-- BEGIN Provided material --

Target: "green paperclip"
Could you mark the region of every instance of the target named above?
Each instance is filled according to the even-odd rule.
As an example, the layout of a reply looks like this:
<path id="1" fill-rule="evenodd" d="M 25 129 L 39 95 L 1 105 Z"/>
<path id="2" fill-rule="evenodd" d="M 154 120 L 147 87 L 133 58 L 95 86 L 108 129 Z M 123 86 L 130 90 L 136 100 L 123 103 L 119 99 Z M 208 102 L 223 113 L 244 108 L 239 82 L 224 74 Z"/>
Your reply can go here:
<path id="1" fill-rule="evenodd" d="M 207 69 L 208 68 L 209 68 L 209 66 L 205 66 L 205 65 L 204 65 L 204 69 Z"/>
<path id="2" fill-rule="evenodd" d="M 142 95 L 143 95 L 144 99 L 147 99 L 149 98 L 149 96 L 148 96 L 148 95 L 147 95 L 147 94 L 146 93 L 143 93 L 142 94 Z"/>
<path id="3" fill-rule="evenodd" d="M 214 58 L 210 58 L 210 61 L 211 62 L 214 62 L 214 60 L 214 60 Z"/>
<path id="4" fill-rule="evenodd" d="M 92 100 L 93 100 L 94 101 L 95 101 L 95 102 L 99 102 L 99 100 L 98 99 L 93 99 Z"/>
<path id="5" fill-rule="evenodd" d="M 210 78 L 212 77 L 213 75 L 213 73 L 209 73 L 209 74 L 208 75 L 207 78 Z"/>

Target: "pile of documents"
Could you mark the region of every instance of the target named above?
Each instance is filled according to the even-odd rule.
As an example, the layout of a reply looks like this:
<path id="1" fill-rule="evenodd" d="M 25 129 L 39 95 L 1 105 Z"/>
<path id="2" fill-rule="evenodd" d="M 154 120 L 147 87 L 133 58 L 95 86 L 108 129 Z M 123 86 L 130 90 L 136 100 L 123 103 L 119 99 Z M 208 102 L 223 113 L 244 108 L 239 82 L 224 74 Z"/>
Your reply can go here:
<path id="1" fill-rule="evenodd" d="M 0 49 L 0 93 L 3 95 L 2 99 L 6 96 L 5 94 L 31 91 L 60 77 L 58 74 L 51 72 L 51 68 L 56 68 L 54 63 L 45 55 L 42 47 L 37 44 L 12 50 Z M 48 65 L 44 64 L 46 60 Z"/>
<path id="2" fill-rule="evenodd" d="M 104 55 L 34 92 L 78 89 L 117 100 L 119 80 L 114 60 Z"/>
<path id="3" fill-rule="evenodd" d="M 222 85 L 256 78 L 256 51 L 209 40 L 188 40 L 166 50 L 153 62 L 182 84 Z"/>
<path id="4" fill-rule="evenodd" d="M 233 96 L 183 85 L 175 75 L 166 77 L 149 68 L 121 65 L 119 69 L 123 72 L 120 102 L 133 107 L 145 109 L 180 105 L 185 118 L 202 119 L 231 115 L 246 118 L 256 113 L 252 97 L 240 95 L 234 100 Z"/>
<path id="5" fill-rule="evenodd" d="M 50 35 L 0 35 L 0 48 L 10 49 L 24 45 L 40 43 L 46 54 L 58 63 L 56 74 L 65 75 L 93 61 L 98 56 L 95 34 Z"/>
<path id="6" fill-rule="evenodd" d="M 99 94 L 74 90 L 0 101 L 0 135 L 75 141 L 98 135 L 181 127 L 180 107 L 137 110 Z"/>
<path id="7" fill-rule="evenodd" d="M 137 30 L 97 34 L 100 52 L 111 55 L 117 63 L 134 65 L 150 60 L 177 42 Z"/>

-- END Provided material --

Copy all the rows above, swapping every "instance" for "occurrence" and leaving everything else unchanged.

Target: "green paperclip"
Could you mark the region of every occurrence of the target named above?
Each occurrence is filled according to the even-odd rule.
As an example, the layout of a reply looks like this:
<path id="1" fill-rule="evenodd" d="M 25 129 L 39 95 L 1 105 Z"/>
<path id="2" fill-rule="evenodd" d="M 154 120 L 147 87 L 133 58 L 95 86 L 108 129 Z M 123 86 L 130 90 L 136 100 L 123 103 L 119 99 Z M 208 102 L 223 113 L 244 108 L 239 82 L 224 74 Z"/>
Your reply can go here:
<path id="1" fill-rule="evenodd" d="M 207 69 L 208 68 L 209 68 L 209 66 L 205 66 L 205 65 L 204 65 L 204 69 Z"/>
<path id="2" fill-rule="evenodd" d="M 142 95 L 143 95 L 144 99 L 147 99 L 149 98 L 149 96 L 148 96 L 148 95 L 147 95 L 147 94 L 146 93 L 143 93 L 142 94 Z"/>
<path id="3" fill-rule="evenodd" d="M 214 58 L 210 58 L 210 61 L 211 62 L 214 62 L 214 60 L 214 60 Z"/>
<path id="4" fill-rule="evenodd" d="M 92 100 L 93 100 L 94 101 L 95 101 L 95 102 L 99 102 L 99 100 L 98 99 L 93 99 Z"/>
<path id="5" fill-rule="evenodd" d="M 210 78 L 212 77 L 213 75 L 213 73 L 209 73 L 209 74 L 208 75 L 207 78 Z"/>

Target: "pile of documents"
Could you mark the region of every occurrence of the target named above?
Each occurrence is filled according to the even-odd rule.
As an example, the layout of a reply looks like this:
<path id="1" fill-rule="evenodd" d="M 25 129 L 39 95 L 1 105 Z"/>
<path id="2" fill-rule="evenodd" d="M 154 120 L 147 87 L 133 58 L 95 86 L 108 129 Z M 123 86 L 130 90 L 136 100 L 123 103 L 119 99 Z M 208 102 L 223 113 L 244 108 L 239 82 L 224 74 Z"/>
Your reply can go here:
<path id="1" fill-rule="evenodd" d="M 0 49 L 0 93 L 3 95 L 2 99 L 6 96 L 5 94 L 31 91 L 60 77 L 58 74 L 51 72 L 51 68 L 56 68 L 54 63 L 45 55 L 42 47 L 37 44 L 12 50 Z M 48 65 L 44 64 L 46 60 Z"/>
<path id="2" fill-rule="evenodd" d="M 104 55 L 34 92 L 78 89 L 117 100 L 119 80 L 114 60 Z"/>
<path id="3" fill-rule="evenodd" d="M 222 85 L 256 78 L 256 51 L 209 40 L 188 40 L 166 50 L 153 62 L 182 84 Z"/>
<path id="4" fill-rule="evenodd" d="M 233 96 L 183 85 L 175 75 L 166 77 L 149 68 L 121 65 L 119 69 L 123 72 L 120 102 L 133 107 L 145 109 L 180 105 L 185 118 L 202 119 L 231 115 L 246 118 L 256 113 L 252 97 L 240 95 L 234 100 Z"/>
<path id="5" fill-rule="evenodd" d="M 50 35 L 0 35 L 0 48 L 10 49 L 24 45 L 40 43 L 46 54 L 58 63 L 56 74 L 65 75 L 93 61 L 98 56 L 95 34 Z"/>
<path id="6" fill-rule="evenodd" d="M 99 94 L 74 90 L 0 101 L 0 135 L 75 141 L 98 135 L 181 127 L 180 107 L 137 110 Z"/>
<path id="7" fill-rule="evenodd" d="M 137 30 L 97 34 L 100 52 L 111 55 L 117 63 L 134 65 L 150 60 L 177 42 Z"/>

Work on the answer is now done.